移植自體同源的幹細胞可望治療紅斑狼瘡

伴有嚴重肺臟損害的紅斑狼瘡女患者可以獲得21個月症狀緩解期

  2002年6月7日報導─據《Arthritis & Rheumatism》雜誌6月份一期中一項單個病例的報導,自體同源性血液幹細胞的移植,可能可以有效治療系統性紅斑狼瘡(SLE)。在移植CD34+細胞後進行一段免疫抑制的治療後,一位伴有嚴重肺臟損傷且對藥物治療無效的女性患者,可以在21個月內不用任何的藥物治療,而且肺臟和腎臟的功能得到了恢復。

  奧地利維也納大學的M. Brunner醫師,和他的同事們寫道:「對於患有嚴重自身免疫性疾病的患者包括SLE,利用移植自身同源性血液幹細胞的方法,來清除免疫系統中自身免疫性T細胞是一種治療的選擇。」

  儘管在4年的時間堙A採用了類固醇、azathioprine、cyclophosphamide、和immunopheresis的強化治療,這名18歲的女性仍患有涉及機體多個系統的SLE並需要接受重覆的機械性通氣來治療狼瘡性肺炎。在調整了cyclophosphamide和antithymocyte globulin的用量後,她接受了每公斤體重8.87 x 106純化的CD34+細胞的注射。在治療期間,她出現了發熱和敗血症,接著出現了帶狀皰疹。

  在為期9天的治療中,患者出現了造血功能的恢復,並且在接下來的21個月中,她處於完全的臨床恢復期,伴有肺臟和腎臟功能的恢復,並且免疫抑制劑停用後,其SLE的標誌為陰性。

  作者寫道:「儘管仍需要更長時間的隨訪,來評價這種治療效果的持久程度,但是患者的治療過程提示,自身同源性血液幹細胞的移植,可能是患有SLE患者再次喚起免疫耐受的一種方法。對於高危險患者的診斷水準提高,將有可能在疾病的早期階段,在出現嚴重的終末器官損害之前實施〔移植〕。」

  Brunner的研究小組和其他小組正在設計控制臨床對SLE患者進行自身同源性血液幹細胞移植試驗的方法。

Autologous Blood Cell Transplant Holds Promise in SLE

21-Month Remission in Woman With Severe Pulmonary Impairment

By Laurie Barclay, MD
WebMD Medical News

Reviewed by Gary D. Vogin, MD

June 7, 2002 -- Autologous blood stem cell transplantation may have potential for effectively curing systemic lupus erythematosus (SLE), according to a single case report in the June issue of Arthritis & Rheumatism. Following a course of immunosuppressive therapy with transplant of CD34+ cells, a woman with severe pulmonary impairment refractory to medication has been free of all medications for 21 months, with restored pulmonary and renal function.
┄┄┄┄┄┄┄┄┄┄┄┄┄┄┄┄┄┄┄┄
待辦任務:
1. 根據這篇關於幹細胞移植治療紅斑狼瘡的報導,回答下列問題:
(a) 這項單個病例的報導刊登在哪一份雜誌上?
(b) M. Brunner醫師來自哪一所大學?
(c) 患者在治療期間先後出現了哪些狀況?
2. 請從最後一句之後續寫這篇關於幹細胞移植治療紅斑狼瘡的報導。
┄┄┄┄┄┄┄┄┄┄┄┄┄┄┄┄┄┄┄┄
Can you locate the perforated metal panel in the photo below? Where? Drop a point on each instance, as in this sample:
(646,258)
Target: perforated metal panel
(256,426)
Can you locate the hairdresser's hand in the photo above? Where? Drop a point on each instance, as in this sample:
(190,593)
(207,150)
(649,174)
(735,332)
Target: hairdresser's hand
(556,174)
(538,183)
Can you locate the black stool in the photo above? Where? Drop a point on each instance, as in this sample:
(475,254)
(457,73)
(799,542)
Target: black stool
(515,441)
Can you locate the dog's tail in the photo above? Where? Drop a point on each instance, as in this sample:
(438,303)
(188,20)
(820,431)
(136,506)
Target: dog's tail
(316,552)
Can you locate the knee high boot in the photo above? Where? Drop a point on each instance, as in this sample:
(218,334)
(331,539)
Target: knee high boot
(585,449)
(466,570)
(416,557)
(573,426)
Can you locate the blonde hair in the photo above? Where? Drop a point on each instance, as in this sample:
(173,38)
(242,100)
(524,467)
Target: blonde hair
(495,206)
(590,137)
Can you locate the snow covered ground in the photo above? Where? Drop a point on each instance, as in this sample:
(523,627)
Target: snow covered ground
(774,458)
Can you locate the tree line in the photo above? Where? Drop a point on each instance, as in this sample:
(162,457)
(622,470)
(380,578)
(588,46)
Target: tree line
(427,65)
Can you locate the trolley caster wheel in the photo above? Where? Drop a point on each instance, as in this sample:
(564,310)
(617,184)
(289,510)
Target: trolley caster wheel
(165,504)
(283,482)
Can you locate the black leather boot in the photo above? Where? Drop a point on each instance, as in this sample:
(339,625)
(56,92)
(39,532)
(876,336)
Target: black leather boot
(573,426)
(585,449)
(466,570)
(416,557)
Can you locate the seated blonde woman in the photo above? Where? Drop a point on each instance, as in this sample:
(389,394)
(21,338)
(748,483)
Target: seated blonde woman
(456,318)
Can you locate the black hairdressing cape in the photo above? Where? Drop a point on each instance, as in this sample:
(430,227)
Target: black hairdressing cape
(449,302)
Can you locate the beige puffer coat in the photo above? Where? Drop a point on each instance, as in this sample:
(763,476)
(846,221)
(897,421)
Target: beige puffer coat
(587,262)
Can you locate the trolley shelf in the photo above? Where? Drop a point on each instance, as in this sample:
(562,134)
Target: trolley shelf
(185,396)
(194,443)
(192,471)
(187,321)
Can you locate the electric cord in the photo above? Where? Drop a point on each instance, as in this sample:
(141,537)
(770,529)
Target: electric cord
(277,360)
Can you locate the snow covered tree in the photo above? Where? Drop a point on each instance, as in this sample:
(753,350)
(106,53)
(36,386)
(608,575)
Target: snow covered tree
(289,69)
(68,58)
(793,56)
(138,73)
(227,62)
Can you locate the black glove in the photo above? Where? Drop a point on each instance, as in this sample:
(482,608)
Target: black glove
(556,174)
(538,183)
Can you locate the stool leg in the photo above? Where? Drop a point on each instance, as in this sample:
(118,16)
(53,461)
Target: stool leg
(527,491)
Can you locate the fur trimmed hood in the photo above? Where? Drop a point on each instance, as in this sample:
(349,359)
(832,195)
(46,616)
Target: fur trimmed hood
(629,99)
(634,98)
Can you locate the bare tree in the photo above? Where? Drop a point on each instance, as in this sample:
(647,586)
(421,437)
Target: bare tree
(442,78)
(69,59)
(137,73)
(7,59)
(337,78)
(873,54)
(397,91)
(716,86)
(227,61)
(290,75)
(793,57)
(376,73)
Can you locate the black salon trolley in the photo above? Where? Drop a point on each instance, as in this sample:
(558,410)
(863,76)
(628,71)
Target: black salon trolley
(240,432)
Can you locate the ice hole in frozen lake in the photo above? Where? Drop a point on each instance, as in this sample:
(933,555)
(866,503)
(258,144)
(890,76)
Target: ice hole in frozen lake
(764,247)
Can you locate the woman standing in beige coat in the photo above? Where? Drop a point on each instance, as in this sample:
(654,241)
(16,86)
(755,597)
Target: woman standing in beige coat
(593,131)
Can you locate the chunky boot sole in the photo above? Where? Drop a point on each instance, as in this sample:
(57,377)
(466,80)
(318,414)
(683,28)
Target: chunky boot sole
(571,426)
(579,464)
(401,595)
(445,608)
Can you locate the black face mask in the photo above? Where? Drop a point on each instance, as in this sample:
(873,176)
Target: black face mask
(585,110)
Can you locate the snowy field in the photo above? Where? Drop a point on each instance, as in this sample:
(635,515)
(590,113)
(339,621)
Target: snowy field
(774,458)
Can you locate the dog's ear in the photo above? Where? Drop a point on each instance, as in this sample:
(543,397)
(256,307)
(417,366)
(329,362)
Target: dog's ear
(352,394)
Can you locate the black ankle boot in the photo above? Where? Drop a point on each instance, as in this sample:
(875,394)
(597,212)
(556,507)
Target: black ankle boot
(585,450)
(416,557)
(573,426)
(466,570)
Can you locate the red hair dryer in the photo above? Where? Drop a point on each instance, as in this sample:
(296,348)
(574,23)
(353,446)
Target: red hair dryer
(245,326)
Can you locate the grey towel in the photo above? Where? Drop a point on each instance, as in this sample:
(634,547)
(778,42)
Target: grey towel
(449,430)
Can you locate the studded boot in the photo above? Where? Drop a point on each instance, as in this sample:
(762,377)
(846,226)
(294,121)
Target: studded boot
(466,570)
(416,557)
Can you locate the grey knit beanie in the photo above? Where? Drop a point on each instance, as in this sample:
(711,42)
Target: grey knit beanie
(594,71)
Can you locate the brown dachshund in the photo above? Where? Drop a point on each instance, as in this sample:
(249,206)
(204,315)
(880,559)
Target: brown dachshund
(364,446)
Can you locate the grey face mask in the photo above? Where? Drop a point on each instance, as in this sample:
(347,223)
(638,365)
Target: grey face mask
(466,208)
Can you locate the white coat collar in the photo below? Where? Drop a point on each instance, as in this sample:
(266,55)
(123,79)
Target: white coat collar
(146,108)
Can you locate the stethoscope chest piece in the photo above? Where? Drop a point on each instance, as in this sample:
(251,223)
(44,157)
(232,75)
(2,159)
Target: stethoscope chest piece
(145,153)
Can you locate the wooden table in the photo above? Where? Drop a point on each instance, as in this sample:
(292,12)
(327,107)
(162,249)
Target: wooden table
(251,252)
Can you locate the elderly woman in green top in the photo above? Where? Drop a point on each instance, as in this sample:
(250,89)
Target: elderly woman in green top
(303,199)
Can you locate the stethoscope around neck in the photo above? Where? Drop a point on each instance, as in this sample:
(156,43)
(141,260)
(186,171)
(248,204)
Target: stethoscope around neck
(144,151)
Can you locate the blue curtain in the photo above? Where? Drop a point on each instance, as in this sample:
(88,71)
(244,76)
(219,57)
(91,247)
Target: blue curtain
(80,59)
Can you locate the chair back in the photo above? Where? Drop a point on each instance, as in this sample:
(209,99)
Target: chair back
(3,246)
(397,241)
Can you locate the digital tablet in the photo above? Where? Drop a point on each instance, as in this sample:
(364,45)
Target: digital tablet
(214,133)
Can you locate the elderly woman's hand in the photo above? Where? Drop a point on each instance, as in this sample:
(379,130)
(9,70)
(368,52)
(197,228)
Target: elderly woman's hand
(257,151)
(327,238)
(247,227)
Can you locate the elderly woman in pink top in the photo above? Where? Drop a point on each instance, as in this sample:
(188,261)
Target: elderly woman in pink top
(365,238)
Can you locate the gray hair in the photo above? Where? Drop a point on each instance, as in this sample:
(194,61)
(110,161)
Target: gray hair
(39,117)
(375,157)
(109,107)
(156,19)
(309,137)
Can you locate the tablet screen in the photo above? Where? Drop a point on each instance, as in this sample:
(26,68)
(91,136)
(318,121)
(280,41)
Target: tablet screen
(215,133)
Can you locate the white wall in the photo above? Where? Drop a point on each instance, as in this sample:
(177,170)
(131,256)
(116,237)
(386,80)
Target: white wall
┄┄┄┄┄┄┄┄┄┄┄┄┄┄┄┄┄┄┄┄
各題答案:
1.
(a) 刊登在《Arthritis & Rheumatism》雜誌6月份一期。
(b) 來自奧地利維也納大學。
(c) 先出現發熱和敗血症,接著出現帶狀皰疹。

2.
"For patients with severe forms of autoimmunity, including SLE, purging autoreactive T cells from the immune repertoire by transplanting autologous hematopoietic stem cells is a therapeutic option," write M. Brunner, MD, and colleagues from the University of Vienna in Austria.

Despite aggressive treatment with steroids, azathioprine, cyclophosphamide, and immunopheresis over a 4 year period, this 18 year-old woman had multisystem involvement with SLE and required repeated mechanical ventilation for lupus pneumonitis. After conditioning with cyclophosphamide and antithymocyte globulin, she received an infusion of 8.87 x 106 purified CD34+ cells per kg of body weight. She had fever and septicemia during treatment and a subsequent episode of herpes zoster.

Within 9 days of treatment there was hematopoietic regeneration, and at 21-month follow-up she continued to be in complete clinical remission, with normal pulmonary and renal function and negative SLE markers off all immunosuppressants.

"Although a longer follow-up is required for assessment of the durability of response, the patient's course indicates that autologous hematopoietic stem cell transplantation may be a way to reinduce tolerance in patients with SLE," the authors write. "Advances in identifying high-risk patients may allow for [transplantation] during an earlier stage of disease, before the development of severe end organ damage."

Brunner's group and others are beginning controlled clinical trials of autologous blood stem cell transplantation in SLE.